▶ **Prompt**
Identify all lines in the data containing the string "shrub". Copy them out.

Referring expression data
☆ ☆ ☆ ☆ ☆

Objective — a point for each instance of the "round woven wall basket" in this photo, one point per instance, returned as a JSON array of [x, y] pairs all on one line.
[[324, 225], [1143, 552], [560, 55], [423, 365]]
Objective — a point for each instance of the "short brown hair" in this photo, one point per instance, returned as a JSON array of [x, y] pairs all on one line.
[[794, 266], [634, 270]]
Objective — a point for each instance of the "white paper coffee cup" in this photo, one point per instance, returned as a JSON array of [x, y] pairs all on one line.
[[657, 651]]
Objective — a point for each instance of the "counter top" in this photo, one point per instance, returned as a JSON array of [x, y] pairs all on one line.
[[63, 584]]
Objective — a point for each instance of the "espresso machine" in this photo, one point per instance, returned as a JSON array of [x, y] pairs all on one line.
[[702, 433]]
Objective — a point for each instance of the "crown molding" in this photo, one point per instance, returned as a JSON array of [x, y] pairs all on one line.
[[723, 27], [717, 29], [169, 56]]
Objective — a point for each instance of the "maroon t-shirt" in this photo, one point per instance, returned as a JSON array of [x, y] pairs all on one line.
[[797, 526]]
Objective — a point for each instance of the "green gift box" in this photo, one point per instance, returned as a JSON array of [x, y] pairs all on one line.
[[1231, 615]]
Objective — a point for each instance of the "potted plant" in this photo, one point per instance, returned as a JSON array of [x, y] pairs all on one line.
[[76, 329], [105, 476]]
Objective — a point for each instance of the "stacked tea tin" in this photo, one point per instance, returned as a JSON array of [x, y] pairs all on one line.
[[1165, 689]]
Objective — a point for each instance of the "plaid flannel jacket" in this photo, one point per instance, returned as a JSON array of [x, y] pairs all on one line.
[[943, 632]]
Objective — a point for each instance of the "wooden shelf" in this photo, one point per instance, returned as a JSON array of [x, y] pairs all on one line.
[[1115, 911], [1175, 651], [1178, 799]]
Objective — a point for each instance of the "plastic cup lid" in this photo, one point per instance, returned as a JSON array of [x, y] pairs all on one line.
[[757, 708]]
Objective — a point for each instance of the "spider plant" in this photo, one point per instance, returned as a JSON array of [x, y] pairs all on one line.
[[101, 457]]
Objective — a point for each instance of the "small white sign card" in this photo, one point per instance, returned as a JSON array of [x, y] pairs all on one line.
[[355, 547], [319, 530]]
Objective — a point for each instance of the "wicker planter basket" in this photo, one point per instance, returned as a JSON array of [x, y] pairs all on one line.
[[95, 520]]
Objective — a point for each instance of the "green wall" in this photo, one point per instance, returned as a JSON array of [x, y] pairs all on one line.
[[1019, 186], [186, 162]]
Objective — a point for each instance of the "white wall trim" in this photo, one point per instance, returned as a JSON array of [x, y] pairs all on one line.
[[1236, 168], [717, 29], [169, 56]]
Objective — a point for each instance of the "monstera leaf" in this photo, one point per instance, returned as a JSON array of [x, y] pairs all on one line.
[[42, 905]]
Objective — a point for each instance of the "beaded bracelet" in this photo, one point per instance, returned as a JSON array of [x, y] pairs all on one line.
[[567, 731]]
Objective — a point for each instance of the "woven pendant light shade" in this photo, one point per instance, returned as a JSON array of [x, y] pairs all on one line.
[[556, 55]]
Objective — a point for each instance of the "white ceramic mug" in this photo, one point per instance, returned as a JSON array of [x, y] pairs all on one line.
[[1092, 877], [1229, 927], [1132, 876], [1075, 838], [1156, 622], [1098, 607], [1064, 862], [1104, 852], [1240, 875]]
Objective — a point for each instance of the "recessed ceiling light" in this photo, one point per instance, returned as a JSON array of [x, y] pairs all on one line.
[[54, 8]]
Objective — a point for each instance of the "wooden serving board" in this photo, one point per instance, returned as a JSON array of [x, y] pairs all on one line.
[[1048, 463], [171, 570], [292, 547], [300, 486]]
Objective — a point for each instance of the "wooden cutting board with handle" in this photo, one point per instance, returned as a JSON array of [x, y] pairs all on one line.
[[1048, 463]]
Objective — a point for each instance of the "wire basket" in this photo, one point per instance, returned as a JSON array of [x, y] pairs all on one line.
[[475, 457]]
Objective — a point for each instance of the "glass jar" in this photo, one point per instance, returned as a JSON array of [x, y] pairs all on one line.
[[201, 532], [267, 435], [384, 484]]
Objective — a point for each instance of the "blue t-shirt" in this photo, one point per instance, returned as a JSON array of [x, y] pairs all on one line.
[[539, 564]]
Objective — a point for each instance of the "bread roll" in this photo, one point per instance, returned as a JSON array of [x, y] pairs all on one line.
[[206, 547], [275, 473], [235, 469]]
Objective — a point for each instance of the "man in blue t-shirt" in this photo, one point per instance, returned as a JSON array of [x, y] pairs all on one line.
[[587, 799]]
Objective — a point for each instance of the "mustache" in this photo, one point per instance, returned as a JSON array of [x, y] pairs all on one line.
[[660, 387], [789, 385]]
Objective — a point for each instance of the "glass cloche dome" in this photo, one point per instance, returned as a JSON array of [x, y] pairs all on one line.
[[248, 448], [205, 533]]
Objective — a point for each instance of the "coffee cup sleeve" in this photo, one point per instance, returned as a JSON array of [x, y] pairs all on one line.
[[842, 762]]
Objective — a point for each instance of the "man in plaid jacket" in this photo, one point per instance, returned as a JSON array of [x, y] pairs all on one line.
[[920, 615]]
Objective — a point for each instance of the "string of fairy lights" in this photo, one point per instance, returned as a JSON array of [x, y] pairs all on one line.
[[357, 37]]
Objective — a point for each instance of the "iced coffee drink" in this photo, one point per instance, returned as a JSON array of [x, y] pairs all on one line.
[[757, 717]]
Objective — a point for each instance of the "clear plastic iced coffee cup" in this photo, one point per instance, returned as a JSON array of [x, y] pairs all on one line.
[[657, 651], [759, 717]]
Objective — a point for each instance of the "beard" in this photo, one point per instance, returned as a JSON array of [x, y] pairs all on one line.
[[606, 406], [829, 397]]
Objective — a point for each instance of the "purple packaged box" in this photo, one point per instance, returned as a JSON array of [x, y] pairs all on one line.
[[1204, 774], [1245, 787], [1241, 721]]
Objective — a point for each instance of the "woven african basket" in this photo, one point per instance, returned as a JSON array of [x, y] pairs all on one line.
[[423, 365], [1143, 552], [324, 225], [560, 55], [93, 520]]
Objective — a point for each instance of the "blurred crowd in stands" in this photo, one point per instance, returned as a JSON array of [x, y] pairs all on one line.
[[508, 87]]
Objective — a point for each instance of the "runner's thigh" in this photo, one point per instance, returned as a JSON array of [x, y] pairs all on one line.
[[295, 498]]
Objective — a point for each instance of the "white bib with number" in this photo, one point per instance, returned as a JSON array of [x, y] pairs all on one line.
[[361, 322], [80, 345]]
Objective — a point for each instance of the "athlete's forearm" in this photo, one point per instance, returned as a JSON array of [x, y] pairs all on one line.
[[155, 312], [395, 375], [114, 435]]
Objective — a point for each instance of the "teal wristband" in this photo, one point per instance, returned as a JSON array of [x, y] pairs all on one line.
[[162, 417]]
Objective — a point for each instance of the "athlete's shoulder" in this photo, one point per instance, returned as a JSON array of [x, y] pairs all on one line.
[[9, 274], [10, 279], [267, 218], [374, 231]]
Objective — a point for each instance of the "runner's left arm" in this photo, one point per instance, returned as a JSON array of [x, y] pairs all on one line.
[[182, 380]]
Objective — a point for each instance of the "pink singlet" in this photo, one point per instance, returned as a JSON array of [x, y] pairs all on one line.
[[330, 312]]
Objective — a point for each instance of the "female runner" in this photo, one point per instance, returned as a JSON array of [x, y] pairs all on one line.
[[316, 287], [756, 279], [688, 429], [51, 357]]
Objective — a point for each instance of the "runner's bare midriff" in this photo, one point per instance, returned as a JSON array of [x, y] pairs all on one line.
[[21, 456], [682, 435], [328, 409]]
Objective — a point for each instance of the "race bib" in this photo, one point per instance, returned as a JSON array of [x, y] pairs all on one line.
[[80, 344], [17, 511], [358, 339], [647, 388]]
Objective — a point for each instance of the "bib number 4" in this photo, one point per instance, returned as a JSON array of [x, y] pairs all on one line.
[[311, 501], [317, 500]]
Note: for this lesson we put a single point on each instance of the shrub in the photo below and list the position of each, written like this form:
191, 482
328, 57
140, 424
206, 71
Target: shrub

☆ ☆ ☆ ☆ ☆

▶ **Response to this exercise**
Note: for this lesson we put a single point on each instance of the shrub in the photo below and list the position of each, written like this form:
Target: shrub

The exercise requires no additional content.